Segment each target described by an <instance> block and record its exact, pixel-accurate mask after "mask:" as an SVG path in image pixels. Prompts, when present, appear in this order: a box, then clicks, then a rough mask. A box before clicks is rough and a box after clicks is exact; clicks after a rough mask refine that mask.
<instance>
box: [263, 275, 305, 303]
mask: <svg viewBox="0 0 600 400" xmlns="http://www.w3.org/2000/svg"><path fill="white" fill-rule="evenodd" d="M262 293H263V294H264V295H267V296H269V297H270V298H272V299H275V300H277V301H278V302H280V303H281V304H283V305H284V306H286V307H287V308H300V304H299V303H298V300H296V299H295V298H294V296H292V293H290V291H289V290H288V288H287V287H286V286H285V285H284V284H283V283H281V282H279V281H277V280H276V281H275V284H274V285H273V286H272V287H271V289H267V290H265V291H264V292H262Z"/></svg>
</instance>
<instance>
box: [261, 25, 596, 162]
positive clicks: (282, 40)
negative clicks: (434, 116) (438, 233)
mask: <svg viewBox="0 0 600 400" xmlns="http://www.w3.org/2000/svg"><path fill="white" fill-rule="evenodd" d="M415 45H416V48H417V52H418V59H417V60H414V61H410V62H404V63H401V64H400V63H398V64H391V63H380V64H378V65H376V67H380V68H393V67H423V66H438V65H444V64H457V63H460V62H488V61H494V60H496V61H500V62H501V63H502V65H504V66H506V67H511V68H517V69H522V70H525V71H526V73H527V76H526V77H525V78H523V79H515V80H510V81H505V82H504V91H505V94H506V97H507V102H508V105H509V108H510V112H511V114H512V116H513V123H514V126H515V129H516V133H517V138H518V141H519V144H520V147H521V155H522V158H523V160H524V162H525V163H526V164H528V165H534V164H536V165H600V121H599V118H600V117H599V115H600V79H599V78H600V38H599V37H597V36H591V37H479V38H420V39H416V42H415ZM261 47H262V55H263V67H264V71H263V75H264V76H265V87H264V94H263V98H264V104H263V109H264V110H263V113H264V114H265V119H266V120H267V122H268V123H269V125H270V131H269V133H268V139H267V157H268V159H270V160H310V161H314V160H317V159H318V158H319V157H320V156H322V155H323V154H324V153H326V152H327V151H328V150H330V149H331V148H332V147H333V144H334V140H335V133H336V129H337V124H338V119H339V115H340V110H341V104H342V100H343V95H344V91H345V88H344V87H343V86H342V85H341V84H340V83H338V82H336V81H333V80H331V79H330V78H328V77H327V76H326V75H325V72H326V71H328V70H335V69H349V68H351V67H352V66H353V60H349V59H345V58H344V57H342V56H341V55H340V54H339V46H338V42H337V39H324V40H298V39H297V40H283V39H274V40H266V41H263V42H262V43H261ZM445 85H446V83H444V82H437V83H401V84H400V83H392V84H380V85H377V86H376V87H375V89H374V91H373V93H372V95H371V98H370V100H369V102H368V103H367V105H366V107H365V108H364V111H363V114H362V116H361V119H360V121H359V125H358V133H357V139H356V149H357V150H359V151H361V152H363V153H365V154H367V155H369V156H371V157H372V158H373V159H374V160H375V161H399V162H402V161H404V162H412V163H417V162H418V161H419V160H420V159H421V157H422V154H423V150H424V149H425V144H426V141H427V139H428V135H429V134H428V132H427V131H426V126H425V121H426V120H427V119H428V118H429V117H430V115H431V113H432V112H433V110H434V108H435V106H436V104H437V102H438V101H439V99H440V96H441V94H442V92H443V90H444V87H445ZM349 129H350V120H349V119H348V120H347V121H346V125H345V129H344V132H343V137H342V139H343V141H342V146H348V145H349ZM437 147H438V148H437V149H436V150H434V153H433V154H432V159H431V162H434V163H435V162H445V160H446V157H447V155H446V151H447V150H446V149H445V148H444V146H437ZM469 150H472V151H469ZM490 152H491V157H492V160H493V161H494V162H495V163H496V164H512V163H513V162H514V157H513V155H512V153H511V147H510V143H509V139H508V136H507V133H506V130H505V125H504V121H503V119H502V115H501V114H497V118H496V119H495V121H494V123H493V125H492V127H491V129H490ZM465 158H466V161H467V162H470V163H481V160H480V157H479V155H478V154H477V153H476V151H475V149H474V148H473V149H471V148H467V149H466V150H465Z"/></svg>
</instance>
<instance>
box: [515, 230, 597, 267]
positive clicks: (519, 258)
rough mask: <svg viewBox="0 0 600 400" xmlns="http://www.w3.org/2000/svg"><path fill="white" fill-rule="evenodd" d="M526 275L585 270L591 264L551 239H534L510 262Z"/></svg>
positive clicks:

+++

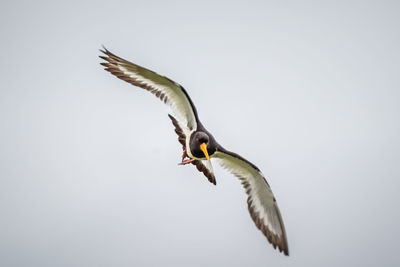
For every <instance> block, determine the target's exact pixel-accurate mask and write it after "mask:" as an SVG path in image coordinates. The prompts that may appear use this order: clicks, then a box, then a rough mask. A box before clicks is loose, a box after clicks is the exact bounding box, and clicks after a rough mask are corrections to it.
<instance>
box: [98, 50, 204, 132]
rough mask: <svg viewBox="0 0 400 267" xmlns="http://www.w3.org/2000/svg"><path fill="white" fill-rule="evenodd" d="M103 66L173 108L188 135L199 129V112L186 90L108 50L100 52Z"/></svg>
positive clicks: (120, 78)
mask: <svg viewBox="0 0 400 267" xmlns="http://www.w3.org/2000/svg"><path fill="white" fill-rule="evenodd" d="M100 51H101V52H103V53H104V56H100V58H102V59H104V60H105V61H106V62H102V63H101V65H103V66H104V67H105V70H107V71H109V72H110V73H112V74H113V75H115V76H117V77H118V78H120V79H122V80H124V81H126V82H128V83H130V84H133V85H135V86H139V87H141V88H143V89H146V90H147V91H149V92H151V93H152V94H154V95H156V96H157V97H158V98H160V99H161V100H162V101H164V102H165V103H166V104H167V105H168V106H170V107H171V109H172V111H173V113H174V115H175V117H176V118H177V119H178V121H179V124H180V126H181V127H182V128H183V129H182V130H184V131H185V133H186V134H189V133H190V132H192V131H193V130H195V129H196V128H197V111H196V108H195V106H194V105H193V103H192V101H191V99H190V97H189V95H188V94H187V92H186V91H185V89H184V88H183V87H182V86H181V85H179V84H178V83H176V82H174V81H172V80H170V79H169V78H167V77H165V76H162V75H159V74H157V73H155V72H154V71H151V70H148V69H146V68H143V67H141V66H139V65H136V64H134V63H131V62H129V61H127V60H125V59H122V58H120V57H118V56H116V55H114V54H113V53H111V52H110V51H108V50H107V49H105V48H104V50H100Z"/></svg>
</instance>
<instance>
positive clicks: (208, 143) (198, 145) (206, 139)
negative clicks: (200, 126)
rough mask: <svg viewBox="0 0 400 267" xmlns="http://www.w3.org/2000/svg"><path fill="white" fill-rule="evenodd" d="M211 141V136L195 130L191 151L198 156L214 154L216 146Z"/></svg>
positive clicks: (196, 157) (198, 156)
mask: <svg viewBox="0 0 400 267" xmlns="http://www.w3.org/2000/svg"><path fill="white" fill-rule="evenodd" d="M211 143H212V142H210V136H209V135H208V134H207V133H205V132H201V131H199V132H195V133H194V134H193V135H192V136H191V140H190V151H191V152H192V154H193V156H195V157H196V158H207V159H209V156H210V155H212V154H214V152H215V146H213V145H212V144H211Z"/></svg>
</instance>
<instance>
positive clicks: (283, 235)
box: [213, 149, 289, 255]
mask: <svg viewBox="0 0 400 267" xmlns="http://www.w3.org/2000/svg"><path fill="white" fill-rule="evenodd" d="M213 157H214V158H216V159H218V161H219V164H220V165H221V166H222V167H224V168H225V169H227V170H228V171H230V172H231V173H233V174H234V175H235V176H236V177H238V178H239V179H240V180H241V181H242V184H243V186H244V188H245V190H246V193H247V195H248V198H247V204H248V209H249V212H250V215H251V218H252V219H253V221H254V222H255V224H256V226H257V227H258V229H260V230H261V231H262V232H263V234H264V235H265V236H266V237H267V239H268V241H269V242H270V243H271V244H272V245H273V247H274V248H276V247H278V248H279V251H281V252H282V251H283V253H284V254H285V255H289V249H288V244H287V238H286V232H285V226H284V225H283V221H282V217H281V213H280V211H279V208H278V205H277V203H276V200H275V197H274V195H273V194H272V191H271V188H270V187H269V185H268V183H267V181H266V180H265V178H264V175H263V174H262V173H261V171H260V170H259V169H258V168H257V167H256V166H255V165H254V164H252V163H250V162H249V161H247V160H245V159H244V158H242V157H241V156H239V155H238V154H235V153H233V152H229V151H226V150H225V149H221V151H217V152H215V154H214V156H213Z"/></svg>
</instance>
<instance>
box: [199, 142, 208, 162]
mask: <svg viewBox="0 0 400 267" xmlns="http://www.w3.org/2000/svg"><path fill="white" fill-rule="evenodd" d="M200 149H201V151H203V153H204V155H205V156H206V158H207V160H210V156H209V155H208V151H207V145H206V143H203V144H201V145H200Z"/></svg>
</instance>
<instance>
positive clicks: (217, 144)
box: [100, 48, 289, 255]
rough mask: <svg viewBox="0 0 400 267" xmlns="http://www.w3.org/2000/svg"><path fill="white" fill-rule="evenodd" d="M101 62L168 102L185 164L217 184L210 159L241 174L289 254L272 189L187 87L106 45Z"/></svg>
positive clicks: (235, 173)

+++

> [Task goal]
From the rows above, pull out every line that contains the string "accurate" and copy each one.

> [Output for this task]
Segment each target described by an <instance> block and record its exact, pixel-accurate mask after "mask:" as an SVG path in image pixels. Prompts, when present, appear in this order: a box, then clicks, then a rough mask. A box before clicks is rough and a box after clicks is exact; clicks after a rough mask refine that mask.
For every <instance> block, determine the target's exact pixel-accurate mask and write it after "mask:" as an SVG path in image coordinates. The prompts that may appear use this order: clicks, then a box, then a rough mask. A box before clicks is loose, a box after clicks is the exact bounding box, and clicks after a rough mask are corrections to it.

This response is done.